• Selected passage
⁂
Armed groups intensified attacks in lead-up to referendum. Rebel Coalition of Patriots for Change (CPC) 3-4 July killed at least seven soldiers in ambush 25km from Abba town (Nana-Mambéré prefecture) and attack on checkpoint near Sam-Ouandja town (Haute-Kotto prefecture); 11 July launched another raid on checkpoint 30km from Nana-Bakassa town (Ouham prefecture), killing one soldier. In response, security forces 2-12 July arrested at least 70 people during search operations in Bambari city (Ouaka prefecture) and Bangui. UN peacekeeping force (MINUSCA) 10 July killed 15 suspected CPC fighters and lost one Rwandan peacekeeper during operation in Sam-Ouandja town.
⁂
• Record extracts
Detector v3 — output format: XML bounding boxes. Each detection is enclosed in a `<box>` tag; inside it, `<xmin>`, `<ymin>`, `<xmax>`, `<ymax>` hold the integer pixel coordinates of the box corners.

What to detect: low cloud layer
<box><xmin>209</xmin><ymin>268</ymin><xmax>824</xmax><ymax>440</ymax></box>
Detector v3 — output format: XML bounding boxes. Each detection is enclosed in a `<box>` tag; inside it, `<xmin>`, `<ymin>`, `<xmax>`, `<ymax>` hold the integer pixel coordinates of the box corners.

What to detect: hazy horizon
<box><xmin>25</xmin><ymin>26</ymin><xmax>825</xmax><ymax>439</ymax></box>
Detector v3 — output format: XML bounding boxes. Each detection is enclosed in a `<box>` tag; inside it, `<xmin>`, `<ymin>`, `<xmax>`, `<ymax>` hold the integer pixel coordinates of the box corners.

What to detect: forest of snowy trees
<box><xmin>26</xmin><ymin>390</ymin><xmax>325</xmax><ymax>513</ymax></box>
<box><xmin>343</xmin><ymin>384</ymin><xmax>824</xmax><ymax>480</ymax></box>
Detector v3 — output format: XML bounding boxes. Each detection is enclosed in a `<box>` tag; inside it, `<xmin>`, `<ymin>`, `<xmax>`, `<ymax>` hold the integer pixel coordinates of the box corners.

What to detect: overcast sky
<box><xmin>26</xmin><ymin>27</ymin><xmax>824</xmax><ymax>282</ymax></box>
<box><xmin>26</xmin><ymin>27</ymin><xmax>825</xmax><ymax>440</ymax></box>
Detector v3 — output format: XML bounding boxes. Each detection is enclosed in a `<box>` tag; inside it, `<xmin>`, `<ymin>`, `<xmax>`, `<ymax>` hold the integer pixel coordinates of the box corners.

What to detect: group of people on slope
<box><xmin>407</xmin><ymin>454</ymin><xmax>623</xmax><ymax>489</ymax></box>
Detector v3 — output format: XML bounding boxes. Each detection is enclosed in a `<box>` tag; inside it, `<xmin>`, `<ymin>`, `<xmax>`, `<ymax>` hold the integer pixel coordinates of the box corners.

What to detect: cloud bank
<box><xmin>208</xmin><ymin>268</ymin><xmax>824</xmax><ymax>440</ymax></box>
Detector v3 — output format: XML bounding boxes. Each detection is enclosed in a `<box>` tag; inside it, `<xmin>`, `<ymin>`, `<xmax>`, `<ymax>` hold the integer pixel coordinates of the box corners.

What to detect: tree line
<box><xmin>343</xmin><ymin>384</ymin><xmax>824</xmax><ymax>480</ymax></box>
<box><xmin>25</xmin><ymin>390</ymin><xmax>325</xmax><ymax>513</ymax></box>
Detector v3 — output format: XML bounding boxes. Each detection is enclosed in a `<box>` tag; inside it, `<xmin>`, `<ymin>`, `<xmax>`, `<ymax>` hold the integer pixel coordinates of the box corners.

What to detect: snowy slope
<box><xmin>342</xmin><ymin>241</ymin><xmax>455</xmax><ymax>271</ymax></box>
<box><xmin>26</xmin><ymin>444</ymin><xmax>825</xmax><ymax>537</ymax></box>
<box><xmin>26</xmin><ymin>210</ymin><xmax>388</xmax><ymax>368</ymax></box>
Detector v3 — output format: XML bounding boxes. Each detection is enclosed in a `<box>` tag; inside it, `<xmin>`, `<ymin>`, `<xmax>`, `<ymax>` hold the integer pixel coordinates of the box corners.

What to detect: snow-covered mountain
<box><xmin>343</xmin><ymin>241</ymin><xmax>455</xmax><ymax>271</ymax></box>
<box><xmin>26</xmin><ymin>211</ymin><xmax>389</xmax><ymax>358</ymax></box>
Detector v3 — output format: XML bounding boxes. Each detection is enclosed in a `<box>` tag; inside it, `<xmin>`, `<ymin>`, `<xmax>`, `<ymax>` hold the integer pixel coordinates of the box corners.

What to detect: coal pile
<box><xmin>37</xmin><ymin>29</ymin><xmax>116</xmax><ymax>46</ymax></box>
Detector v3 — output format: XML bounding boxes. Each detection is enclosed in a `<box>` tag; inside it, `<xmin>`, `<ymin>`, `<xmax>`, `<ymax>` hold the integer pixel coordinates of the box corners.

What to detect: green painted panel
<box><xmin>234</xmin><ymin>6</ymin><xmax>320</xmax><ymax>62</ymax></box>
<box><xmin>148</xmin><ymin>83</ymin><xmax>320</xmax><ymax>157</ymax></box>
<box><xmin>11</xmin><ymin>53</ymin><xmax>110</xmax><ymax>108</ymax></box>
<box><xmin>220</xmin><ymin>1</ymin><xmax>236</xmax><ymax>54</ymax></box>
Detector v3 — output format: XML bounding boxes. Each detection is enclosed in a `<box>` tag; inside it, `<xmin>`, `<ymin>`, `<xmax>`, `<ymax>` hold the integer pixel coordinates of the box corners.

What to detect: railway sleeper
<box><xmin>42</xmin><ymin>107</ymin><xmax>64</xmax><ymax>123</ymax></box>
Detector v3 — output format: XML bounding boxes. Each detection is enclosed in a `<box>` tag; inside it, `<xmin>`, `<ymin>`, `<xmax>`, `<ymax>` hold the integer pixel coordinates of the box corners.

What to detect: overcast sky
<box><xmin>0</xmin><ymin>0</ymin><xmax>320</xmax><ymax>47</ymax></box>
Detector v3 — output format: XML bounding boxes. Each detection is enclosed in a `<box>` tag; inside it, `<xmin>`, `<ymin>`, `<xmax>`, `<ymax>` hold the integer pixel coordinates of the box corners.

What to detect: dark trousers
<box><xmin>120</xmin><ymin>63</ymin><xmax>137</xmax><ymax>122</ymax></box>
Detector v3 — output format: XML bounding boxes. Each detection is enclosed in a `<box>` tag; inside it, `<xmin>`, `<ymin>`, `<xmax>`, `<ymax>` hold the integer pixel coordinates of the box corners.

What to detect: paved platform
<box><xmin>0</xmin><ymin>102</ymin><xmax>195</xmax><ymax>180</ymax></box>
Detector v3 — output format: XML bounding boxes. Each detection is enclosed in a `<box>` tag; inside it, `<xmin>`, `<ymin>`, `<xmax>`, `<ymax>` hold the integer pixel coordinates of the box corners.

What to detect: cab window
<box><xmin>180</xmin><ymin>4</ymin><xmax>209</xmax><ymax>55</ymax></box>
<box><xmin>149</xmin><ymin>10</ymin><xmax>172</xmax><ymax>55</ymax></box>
⁂
• Tasks to complete
1/ Retype the part of the passage on armed group attacks that starts with "Armed groups intensified" and goes on through "in Sam-Ouandja town.".
2/ Continue the passage on armed group attacks from its last sentence.

• Answers for the exercise
1/
Armed groups intensified attacks in lead-up to referendum. Rebel Coalition of Patriots for Change (CPC) 3-4 July killed at least seven soldiers in ambush 25km from Abba town (Nana-Mambéré prefecture) and attack on checkpoint near Sam-Ouandja town (Haute-Kotto prefecture); 11 July launched another raid on checkpoint 30km from Nana-Bakassa town (Ouham prefecture), killing one soldier. In response, security forces 2-12 July arrested at least 70 people during search operations in Bambari city (Ouaka prefecture) and Bangui. UN peacekeeping force (MINUSCA) 10 July killed 15 suspected CPC fighters and lost one Rwandan peacekeeper during operation in Sam-Ouandja town.

2/
Wagner’s mutiny fuelled speculations about paramilitary group’s future in CAR. Approximately 600 Russian paramilitary Wagner Group operatives 6 July left Bangui heading for Russia, fuelling speculations about group’s future in CAR following Wagner leader Yevgeny Prigozhin’s mutiny in Russia in June. Wagner spokesperson in CAR, Alexander Ivanov, 7 July said group will remain in country. CAR’s presidency next day confirmed “it is not a definitive departure but a rotation”, and hundreds of Wagner forces mid-July reportedly landed in Bangui. Meanwhile, UN Security Council 27 July relaxed arms embargo on CAR, lifting restrictions on supply, sale and transfer of arms to govt forces; Bangui criticised decision, demanding total lifting of embargo.


Central African Republic

President Touadéra faced renewed pushback from opposition for scheduling constitutional referendum, while rebel violence continued countrywide.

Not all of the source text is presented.